TAREFAS A REALIZAR:
1: Segundo a notícia sobre a petição gerada por IA, por que o juiz determinou que a advogada da trabalhadora explicasse as citações? Responda em uma a três frases.
2: Prossiga a notícia sobre a petição gerada por IA a partir da última frase apresentada.

VT de Concórdia entendeu que peça foi produzida por IA generativa; relator de um dos acórdãos citados era, na verdade, dono de um bar no Paraná
Uma trabalhadora que atuava como saladeira em um hotel de Piratuba, no Oeste catarinense, foi multada em R$ 3,7 mil após sua advogada apresentar petição inicial recheada de decisões, citação doutrinária e até nome de magistrado inexistente, todos elementos aparentemente gerados por inteligência artificial (IA).
O caso foi julgado pelo juiz Daniel Carvalho Martins, da Vara do Trabalho de Concórdia, que enfatizou a importância da checagem humana no emprego de ferramentas tecnológicas.
A ação foi movida em julho deste ano e pedia o pagamento de verbas trabalhistas supostamente devidas após a rescisão do contrato, incluindo horas extras e outros direitos.
A defesa do hotel, porém, apontou que a petição inicial trazia ementas de julgados e números de processos impossíveis de localizar nos sites oficiais. Diante da inconsistência, o magistrado determinou que a advogada da parte autora explicasse as citações, mas ela respondeu que se tratava de “mero erro material”.
Citações e relator fictício
A verificação do juízo confirmou tratar-se de um conjunto de referências inventadas. Entre elas, havia até uma suposta decisão atribuída a relator inexistente nos quadros do Tribunal Regional do Trabalho da 12ª Região (TRT-SC). O nome citado, segundo consulta feita pelo juiz no Google, pertence a um comerciante de Ponta Grossa (PR), dono de um bar especializado “no atendimento a consumidores de cerveja gelada”.
O texto também atribuía ao ministro Maurício Godinho Delgado, do Tribunal Superior do Trabalho, uma lição que não consta em suas obras.
“Tais achados, em meu entendimento, vão além de um mero erro material e reforçam o argumento da reclamada de que a petição inicial foi produzida por aplicação de inteligência artificial (IA) generativa sem qualquer verificação humana, o que para esse magistrado significa um ato processual inexistente", afirmou Martins, complementando que modelos de linguagem como o ChatGPT podem “alucinar” respostas – termo técnico usado para descrever a geração de informações falsas com aparência de verdade.

INFORMAÇÕES EXTRAÍDAS:
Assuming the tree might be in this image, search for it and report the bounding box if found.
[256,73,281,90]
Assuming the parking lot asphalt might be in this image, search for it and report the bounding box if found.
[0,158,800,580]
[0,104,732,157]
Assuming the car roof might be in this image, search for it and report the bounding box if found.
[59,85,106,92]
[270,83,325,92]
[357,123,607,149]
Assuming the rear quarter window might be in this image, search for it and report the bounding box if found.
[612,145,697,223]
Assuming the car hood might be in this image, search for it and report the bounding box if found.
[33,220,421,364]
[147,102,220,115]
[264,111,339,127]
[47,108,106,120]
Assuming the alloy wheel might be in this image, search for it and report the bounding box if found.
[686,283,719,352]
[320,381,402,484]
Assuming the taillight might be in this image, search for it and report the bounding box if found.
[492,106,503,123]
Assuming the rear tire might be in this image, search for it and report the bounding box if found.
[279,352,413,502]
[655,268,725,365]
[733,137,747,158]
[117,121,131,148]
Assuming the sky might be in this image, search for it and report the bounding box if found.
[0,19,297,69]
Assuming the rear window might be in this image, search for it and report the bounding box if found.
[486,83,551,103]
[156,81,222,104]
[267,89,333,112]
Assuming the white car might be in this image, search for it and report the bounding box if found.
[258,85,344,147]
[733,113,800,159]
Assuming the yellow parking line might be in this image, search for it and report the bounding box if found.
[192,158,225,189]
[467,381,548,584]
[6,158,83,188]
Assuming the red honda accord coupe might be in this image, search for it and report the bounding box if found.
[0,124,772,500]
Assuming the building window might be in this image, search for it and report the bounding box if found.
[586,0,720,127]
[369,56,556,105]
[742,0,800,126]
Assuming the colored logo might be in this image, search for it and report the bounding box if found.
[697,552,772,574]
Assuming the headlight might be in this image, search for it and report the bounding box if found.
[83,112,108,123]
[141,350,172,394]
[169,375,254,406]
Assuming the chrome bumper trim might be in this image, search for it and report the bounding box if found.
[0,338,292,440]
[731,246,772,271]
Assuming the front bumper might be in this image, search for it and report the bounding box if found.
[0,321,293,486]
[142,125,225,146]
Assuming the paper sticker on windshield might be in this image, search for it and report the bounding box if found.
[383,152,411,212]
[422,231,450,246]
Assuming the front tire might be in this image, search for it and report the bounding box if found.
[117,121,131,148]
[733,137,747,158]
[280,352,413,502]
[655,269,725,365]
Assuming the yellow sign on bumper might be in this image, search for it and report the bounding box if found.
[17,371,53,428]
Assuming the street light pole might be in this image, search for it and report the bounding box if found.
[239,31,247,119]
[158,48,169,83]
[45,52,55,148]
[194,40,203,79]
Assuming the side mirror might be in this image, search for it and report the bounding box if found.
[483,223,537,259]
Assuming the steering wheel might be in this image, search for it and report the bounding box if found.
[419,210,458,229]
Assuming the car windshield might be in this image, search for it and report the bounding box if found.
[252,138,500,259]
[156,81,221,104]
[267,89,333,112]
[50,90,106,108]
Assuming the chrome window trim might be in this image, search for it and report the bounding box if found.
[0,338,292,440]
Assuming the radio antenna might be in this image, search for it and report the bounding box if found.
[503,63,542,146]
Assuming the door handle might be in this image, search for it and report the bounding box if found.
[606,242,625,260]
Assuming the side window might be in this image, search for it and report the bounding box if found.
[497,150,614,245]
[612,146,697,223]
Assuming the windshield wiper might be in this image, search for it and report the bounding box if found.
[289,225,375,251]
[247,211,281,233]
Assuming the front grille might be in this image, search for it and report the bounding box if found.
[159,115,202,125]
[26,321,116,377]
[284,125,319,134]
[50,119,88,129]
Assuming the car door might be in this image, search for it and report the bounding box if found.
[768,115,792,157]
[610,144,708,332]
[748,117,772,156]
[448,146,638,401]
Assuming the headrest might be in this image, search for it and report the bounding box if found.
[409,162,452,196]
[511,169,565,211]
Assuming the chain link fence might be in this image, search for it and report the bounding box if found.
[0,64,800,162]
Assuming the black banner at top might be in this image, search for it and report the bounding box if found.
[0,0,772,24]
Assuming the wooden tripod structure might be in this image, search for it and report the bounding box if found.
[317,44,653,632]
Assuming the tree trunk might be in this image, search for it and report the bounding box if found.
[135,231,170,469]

RESPOSTAS:
1: A defesa do hotel apontou que a petição inicial trazia ementas de julgados e números de processos impossíveis de localizar nos sites oficiais. Diante dessa inconsistência, o magistrado determinou que a advogada explicasse as citações.

2:
O magistrado citou ainda diretrizes da Recomendação 001/2024 do Conselho Federal da OAB, sobre o uso de “IA generativa na prática jurídica”. De acordo com Martins, a norma exige do advogado “entendimento adequado das limitações, verificação rigorosa das informações, transparência aos clientes e demais interlocutores, sendo vedada a delegação de atos privativos da profissão sem supervisão qualificada”.
Penalidades
Com base no art. 485, IV, do CPC, o juiz extinguiu o processo sem resolução de mérito. Além disso, a parte autora foi condenada por litigância de má-fé, nos termos dos artigos 793-B e 793-C da CLT, com multa de R$ 3,7 mil (equivalente a 5% do valor da causa).
Também foi fixada verba de honorários em 10% para os advogados da outra parte, porém o valor só será cobrado se a autora superar a condição de insuficiência econômica que lhe garantiu a gratuidade de justiça.
Por fim, o magistrado determinou o envio de ofício à Subseção de Concórdia da OAB-SC para “ciência dos fatos narrados e adoção das providências que entender cabíveis”.
A trabalhadora pode recorrer da decisão.